## Extrahierter Text
__________
# Wie erstellt man einen Nachteffekt?



## SimonGroth (18. Juli 2004)

Hi, wenn man eine Scene am tag dreht, wie schafft man es, das es nachher aussieht als ob es Nacht sei?

Dachte mir entweder gibt es da spezielle Filter die man vor die Kamera bauen kann oder man macht es nachher in Premierie oder so über Helligkeit/Kontrast, damit ist mir aber noch nichts tolles gelungen.

Hoffe ihr könnt helfen............


----------



## goela (18. Juli 2004)

Du kannst mit diversen Filtern wie Kontrast, Helligkeit usw. probieren.
Wie hatten mal einen Thread bezüglich diesem Thema! Leider nur für AE und ausserdem sind die Bilder usw. nicht mehr vorhanden.

Schau trotzdem mal rein.


----------



## SimonGroth (18. Juli 2004)

Hatte den Thread auch schon endeckt, aber ohne die Bilder hilft er einem nicht wirklich weiter....................................

Wenn jemand nen Screenshot von den Einstellungen hat (Premiere, After Effects, etc............) kann er ihn ja posten, würde mir sehr weiterhelfen.


----------
__________
## Aufgabe
Gib aus dem Forenthread zum Nachteffekt den Abschnitt wortgetreu aus, der mit „Dachte mir entweder“ einsetzt und mit „goela (18. Juli 2004)“ schließt. Das Material spielt hierfür keine Rolle.

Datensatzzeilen
__________
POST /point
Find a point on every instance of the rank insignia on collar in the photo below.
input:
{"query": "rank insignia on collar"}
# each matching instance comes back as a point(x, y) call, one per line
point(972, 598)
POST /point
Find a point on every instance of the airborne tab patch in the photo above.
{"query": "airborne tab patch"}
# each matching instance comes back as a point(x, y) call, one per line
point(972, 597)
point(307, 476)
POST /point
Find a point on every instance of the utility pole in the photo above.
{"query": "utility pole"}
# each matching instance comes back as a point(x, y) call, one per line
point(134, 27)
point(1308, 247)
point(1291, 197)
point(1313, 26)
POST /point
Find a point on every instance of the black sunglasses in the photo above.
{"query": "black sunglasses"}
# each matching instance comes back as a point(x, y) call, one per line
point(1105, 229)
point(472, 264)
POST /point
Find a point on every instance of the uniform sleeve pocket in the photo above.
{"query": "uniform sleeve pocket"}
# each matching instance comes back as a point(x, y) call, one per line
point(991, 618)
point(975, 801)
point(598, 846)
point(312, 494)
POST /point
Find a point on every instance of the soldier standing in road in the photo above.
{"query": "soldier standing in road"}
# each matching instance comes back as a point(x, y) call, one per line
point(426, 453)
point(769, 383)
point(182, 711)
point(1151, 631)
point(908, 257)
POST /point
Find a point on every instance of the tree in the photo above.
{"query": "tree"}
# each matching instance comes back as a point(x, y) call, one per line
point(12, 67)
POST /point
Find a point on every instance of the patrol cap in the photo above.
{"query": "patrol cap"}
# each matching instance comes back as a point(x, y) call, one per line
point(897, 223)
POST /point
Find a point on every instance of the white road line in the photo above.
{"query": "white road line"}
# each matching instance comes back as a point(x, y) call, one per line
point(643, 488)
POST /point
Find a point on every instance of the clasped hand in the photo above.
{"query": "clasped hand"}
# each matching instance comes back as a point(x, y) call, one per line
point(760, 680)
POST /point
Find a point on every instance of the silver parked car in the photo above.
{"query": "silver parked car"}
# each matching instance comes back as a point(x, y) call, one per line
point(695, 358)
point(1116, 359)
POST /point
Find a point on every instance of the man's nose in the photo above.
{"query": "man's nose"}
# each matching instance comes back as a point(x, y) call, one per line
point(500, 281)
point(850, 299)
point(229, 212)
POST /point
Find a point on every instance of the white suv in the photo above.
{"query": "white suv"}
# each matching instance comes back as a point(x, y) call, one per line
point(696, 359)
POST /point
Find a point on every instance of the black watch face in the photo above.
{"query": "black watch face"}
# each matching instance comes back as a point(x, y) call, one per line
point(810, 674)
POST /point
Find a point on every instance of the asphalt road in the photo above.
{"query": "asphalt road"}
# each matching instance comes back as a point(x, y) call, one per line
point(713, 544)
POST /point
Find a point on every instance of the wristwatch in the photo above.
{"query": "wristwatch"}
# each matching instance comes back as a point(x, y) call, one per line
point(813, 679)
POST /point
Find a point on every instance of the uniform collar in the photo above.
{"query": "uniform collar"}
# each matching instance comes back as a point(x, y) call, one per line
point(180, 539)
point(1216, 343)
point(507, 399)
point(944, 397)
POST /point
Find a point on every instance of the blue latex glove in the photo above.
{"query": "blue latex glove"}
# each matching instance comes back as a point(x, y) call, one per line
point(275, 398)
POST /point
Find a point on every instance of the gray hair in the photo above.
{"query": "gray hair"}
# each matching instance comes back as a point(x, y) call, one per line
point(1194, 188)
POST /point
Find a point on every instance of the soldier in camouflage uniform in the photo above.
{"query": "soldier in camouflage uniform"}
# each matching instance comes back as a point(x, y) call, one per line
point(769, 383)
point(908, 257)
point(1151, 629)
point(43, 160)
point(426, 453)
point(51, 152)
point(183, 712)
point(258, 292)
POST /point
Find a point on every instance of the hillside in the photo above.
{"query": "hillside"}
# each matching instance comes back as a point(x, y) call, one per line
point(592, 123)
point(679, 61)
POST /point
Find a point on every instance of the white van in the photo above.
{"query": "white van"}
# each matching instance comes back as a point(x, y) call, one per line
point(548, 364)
__________
## Lösung
Dachte mir entweder gibt es da spezielle Filter die man vor die Kamera bauen kann oder man macht es nachher in Premierie oder so über Helligkeit/Kontrast, damit ist mir aber noch nichts tolles gelungen.

Hoffe ihr könnt helfen............


----------



## goela (18. Juli 2004)